Reproduce, word for word, the part of the text on renewable energy and grid congestion running from "Thanks to their" to "restructured for them.".

Selected excerpt:
=====

Thanks to their zero marginal cost and priority for injection, intermittent renewable energies (EnRi) enjoy the greatest possible freedom to produce according to the whims of the weather, without concern for grid imperatives. The questioning of this privilege last January by the Entso-e report has been postponed until next spring, due to the tensions one imagines between the interests involved. But whatever the content of the current revisions, it seems that the golden age of the free injection of renewable energies into the market must irrevocably bow to the European imperatives of a network that has been restructured for them.
A contested regulator
The European Union’s Agency for the Cooperation of Energy Regulators (ACER) is tasked with ensuring the greatest possible integration of the energy market, in particular by overseeing the application of European regulations.
However, transporting surpluses from renewable energies compromises the functioning of the electricity market by causing structural bottlenecks in its networks as soon as the wind blows, notably between the production of wind turbines in northern Germany and their consumption by German industry in the south. These bottlenecks result in clandestine MWh, or loop flows, which then bypass them via the networks of neighboring countries, without even requesting their use, since their commercial transaction does not leave the same bidding zone. The cost of developing networks to transport these surpluses, which is becoming increasingly unbearable for consumers, is no longer enough to prevent gridlock from growing in parallel with the increase in installed intermittent power. The perverse effects of this have been described in the article “Focus on loop flows” [1], which shows in particular the growing backlog of German grids, despite the 460 billion euros earmarked between 2014 and 2045 for their reinforcement. Covering the cost of these “illegal” MWh is at the heart of a legal battle in which transmission system operators, notably France’s RTE and Germany’s Bundesnertzagentur, have had the decision of regulator ACER [2] condemned by the European Court of Justice, for its authoritarian implementation of a method of settling these costs, even though they had proved incapable of proposing a consensual alternative themselves.

=====

Records of labeled boxes
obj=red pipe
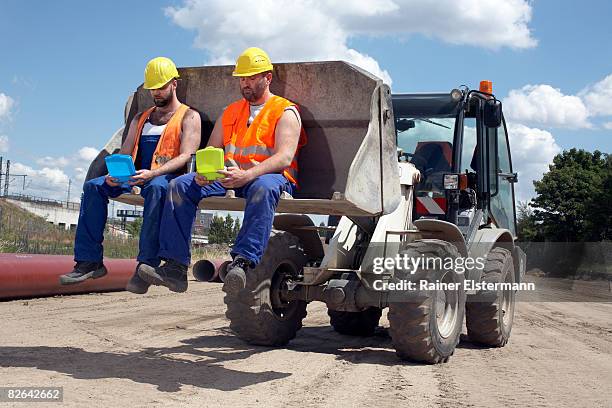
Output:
[0,254,136,299]
[218,261,232,282]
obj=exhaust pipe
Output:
[0,254,136,300]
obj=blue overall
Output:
[159,173,293,265]
[74,131,176,266]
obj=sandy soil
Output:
[0,281,612,407]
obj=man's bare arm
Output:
[119,114,141,156]
[152,109,202,177]
[247,110,301,179]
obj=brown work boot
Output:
[125,263,151,295]
[138,259,188,292]
[223,255,251,296]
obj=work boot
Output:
[60,261,107,285]
[223,255,251,296]
[138,259,187,292]
[125,263,151,295]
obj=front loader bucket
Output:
[88,61,400,216]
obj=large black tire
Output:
[388,240,465,364]
[327,307,382,336]
[465,247,515,347]
[224,230,306,346]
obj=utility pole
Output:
[66,179,72,204]
[4,160,11,196]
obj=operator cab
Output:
[393,81,517,240]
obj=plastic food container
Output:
[104,154,136,183]
[196,146,225,180]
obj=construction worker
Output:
[60,57,201,294]
[139,48,306,295]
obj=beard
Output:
[240,81,266,103]
[153,94,172,108]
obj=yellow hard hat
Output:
[144,57,179,89]
[232,47,272,76]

=====

Written solution:
Thanks to their zero marginal cost and priority for injection, intermittent renewable energies (EnRi) enjoy the greatest possible freedom to produce according to the whims of the weather, without concern for grid imperatives. The questioning of this privilege last January by the Entso-e report has been postponed until next spring, due to the tensions one imagines between the interests involved. But whatever the content of the current revisions, it seems that the golden age of the free injection of renewable energies into the market must irrevocably bow to the European imperatives of a network that has been restructured for them.